_STATED EXERCISE 1_
List every politician named in the text on PAC money in election races.
_STATED EXERCISE 2_
Answer these questions from the text on PAC money in election races:
(a) What share of the PAC money has gone to challengers so far this election?
(b) How much PAC money did Metzenbaum's campaign fund include by the end of the summer?
(c) How many donors did Marks get from his 800 PAC solicitations?
_STATED EXERCISE 3_
Carry on the text about PAC money in election races, starting after its final sentence.

_TEXT_
• • • •

PAC money is mainly helping incumbents, since most PACs are guided by the pragmatic desire for access to power. Many corporate PACs that supported successful conservative challengers in 1980 are concentrating this year on solidifying Republican gains. Only 15% of the PAC money has gone to challengers so far this election. In the past this bias toward incumbents meant that Democrats fared slightly better with PACs than Republicans, but now the increasing strength of corporate PACs (which give 65% of their money to Republicans) relative to labor PACs (which channel 90% of their funds to Democrats) could mean that G.O.P. candidates receive slightly more money.

The PACs are playing a dominant role in many races around the country. When Ohio Republican Paul Pfeifer launched his challenge against Senator Howard Metzenbaum last spring, he was given so little chance that the pragmatic PACs shunned him. Metzenbaum’s $3 million campaign fund, on the other hand, included $350,000 in PAC money by the end of the summer, mainly from unions. But last month, while Metzenbaum was in Washington conducting a maverick crusade against special-interest bills, Pfeifer began showing strength in the polls. Suddenly PAC money started flowing to the challenger. Says a Pfeifer aide: “More than anything else, a poll will speak to the PAC community. They’re like a business trying to invest.” One-third of Pfeifer’s campaign donations are now from PACs.

Congressmen Ike Skelton and Wendell Bailey of Missouri have been pitted against each other by redistricting. Such a clash of incumbents inevitably triggers heavy PAC spending, and some groups like the A.M. A. have hedged their bets by donating to both. With dairy and labor PACs lining up behind Democrat Skelton, and corporate ones behind Republican Bailey, each side has raised $100,000 from special interests.

Another heated PAC showdown is the California race between Democrat Phillip Burton and Republican Milton Marks. When Marks first flew to Washington to solicit PAC money, he ran into Burton at a restaurant. “I’m here to raise money to run against you,” Marks proclaimed jovially. Of his 800 PAC solicitations, Marks hooked 100 donors, raising almost $100,000. Burton piously proclaims he will never take corporate PAC money. But he will take it from labor, progressive groups and conservationist clubs. More than half of his $450,000 re-election fund will come from such PACs.

• • • •

Box-labeled dataset extracts
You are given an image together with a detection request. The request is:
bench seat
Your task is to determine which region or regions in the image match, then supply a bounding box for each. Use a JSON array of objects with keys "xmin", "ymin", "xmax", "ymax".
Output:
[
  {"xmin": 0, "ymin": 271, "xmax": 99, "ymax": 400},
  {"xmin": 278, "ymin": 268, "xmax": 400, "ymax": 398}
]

• • • •

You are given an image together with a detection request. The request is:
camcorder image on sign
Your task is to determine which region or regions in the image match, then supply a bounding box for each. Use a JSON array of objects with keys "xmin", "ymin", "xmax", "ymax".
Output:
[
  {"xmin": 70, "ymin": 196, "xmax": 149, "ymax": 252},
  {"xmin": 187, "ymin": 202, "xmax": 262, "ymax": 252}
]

• • • •

_TASK RESULT 1_
Paul Pfeifer
Howard Metzenbaum
Ike Skelton
Wendell Bailey
Phillip Burton
Milton Marks

_TASK RESULT 2_
(a) 15%
(b) $350,000
(c) 100

_TASK RESULT 3_
A far different type of political influence develops when an ideological PAC targets a race. NCPAC, for example, is notorious for mounting negative campaigns against candidates it hopes to see defeated. In these races, NCPAC rarely makes direct contributions to a candidate, and thus can spend as much as it wishes. (In 1976 the Supreme Court ruled that parts of the federal election law violated the right of free speech. It said that candidates may personally use as much of their own money as they want, and that unaffiliated groups, like NCPAC, can spend unlimited amounts on their own advocacy campaigns as long as their activity is not authorized by any candidate’s official organization.) Moreover, since NCPAC is not affiliated with a candidate, it is less accountable for the tone and content of its campaign. As NCPAC Chairman Terry Dolan has admitted, “A group like ours could lie through its teeth, and the candidate it helps stays clean.” NCPAC played a loud but indefinite role in the defeat of four liberal Senators in 1980, but since then it has waned in power if not in dollars (see box).

Liberal groups have responded to NCPAC and other right-wing organizations by forming PACs of their own. Among the new groups is Progressive PAC (ProPAC), which will spend $150,000 in this election, most of it having gone into now abandoned negative campaigns against conservatives. Another is Democrats for the ’80s (nicknamed PamPAC for Founder Pamela Harriman), which is spending $500,000. One of the richest ideological PACs is that of the National Organization for Women, which hopes to donate more than $2 million this year to candidates who support its feminist positions and who oppose Reaganomics. Says newly elected NOW President Judy Goldsmith: “We will proceed with work on defeating the right wing.”

The growing importance of PAC donations means that the scramble for such money has become an integral part of campaigning. “It used to be that lobbyists lobbied Congressmen,” says PAC Critic Mike Synar, a Democratic Congressman from Oklahoma. “Now, Congressmen lobby lobbyists—for money.” When that inevitable creature of the PAC explosion, the National Association for Association PACs, threw a party, 80 Congressmen showed up. “I’ve never seen such a group grope,” says Democrat Dan Glickman of Kansas. Republican James Coyne of Pennsylvania playfully installed five Pac-Man video games near the bar of one of his Washington fund raisers in honor of the real PAC-men who have donated $126,000 to his 1982 campaign. Other lawmakers shower the PACs with glossy brochures soliciting money.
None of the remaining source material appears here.